**Texte fourni:**
──────────
Les possibles attaquants ont «une possibilité idéale de lancer des têtes nucléaires sur le Royaume-Uni», dit le rapport.

Dans ses révélations, McNeilly répertorie quelques 30 manquements aux règles de sécurité sur les sous-marins Trident qui sont basés sur la base de Clyde près de Faslane, en Ecosse. Le lanceur d’alerte a souligné la facilité pour des terroristes potentiels de s’infiltrer sur la base navale.

«Lors d’un briefing de sécurité sur la base, on nous a raconté que des milliers de cartes d’identité de marins de la Royal Navy disparaissent chaque année. Un terroriste peut alors les utiliser tels quels, ou s’en servir pour créer des faux, puis accéder facilement à l’intérieur du sous-marin. En considérant que les gardes jettent à peine un regard dessus à une distance de quelques mètres, les faux n’auraient même pas besoin d’être de grande qualité», explique McNeilly.

«Au moins une fois à chaque poste de contrôle, j’ai pu passer en montrant une carte de dortoir, voire rien du tout», a-t-il encore écrit.

Ce manquement à la sécurité n’était pas dû au fait que McNeilly faisait partie du personnel de la Royal Navy, mais parce que «c’était une procédure normale».

Un intrus pourrait emporter avec lui à l’intérieur de l’installation protégée n’importe quel appareil électronique pour voler des données hautement confidentielles, voire des armes et matières explosives, vu que selon McNeilly, les fournisseurs et leurs équipements ne sont presque jamais examinés.

A côté de failles de sécurité évidentes, l’ingénieur note un nombre de problèmes techniques, dont une fuite laissant entrer de l’eau de mer, un département des torpilles inondé et des toilettes défectueuses. Il est par ailleurs révélé que la salle des torpilles est utilisée en tant que gymnase.

«Il y avait beaucoup de petites étiquettes rouges sur l’équipement dans la plupart des compartiments où nous entrions. Je ne doute pas qu’un grand nombre d’entre eux signifiait un défaut à éliminer plutôt que la nécessité d’un entretien standard. Observer ainsi les conditions de sécurité et l’état de l’équipement m’a fait m’inquiéter pour la sécurité des gens», a-t-il écrit.

Ça en est rendu à un tel point que, selon McNeilly, n’importe quel «psychopathe» peut accéder relativement facilement aux installations nucléaires britanniques.  Dans son exposé, l’ingénieur raconte également que les essai de lancements de missile ont échoué à trois reprises, ce qui signifie que la réussite d’un lancement s’avèrerait impossible.

«Au final, ils mettent le public en danger et dépensent des milliards de l’argent des contribuables pour un système si déficient qu’il ne peut même pas passer les tests qui montrent qu’il fonctionne», écrit McNeilly.

Il a dit également que les autorités ont couvert une collision entre le sous-marin anglais HMS Vanguard avec le sous-marin nucléaire français Le Triomphant dans l’atlantique en février 2009. Dans son rapport, il cite un officier qui se trouvait sur HMS Vanguard à ce moment-là ; «Nous nous disions c’est fini, nous allons tous mourir».
──────────
**Objectif:**
D'après le texte sur les sous-marins Trident, à quel usage la salle des torpilles est-elle affectée ?

Extraits du jeu de données
──────────
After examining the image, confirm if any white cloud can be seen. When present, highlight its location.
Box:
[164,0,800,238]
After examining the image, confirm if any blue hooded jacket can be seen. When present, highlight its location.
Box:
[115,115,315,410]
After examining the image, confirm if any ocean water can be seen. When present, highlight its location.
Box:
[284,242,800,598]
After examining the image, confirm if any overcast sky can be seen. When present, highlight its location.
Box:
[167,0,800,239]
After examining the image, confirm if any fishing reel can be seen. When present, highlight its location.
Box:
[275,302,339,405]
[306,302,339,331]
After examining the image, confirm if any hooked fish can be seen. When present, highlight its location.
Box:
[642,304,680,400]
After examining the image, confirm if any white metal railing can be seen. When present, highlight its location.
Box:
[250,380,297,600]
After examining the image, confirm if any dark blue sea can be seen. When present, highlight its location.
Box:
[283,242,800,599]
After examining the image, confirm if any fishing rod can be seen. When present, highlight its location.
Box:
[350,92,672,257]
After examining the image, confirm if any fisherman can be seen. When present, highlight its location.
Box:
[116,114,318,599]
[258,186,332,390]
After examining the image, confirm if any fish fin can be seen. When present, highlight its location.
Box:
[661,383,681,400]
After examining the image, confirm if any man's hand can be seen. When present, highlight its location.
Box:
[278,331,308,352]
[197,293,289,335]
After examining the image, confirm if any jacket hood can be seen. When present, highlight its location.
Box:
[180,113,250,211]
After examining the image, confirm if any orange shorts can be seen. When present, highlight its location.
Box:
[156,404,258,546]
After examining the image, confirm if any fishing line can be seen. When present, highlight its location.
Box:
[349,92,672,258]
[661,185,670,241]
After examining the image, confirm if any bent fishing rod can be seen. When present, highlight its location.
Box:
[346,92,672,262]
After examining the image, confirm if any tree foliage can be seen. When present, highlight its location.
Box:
──────────
**Cadre de réponse:**
Elle est utilisée comme gymnase.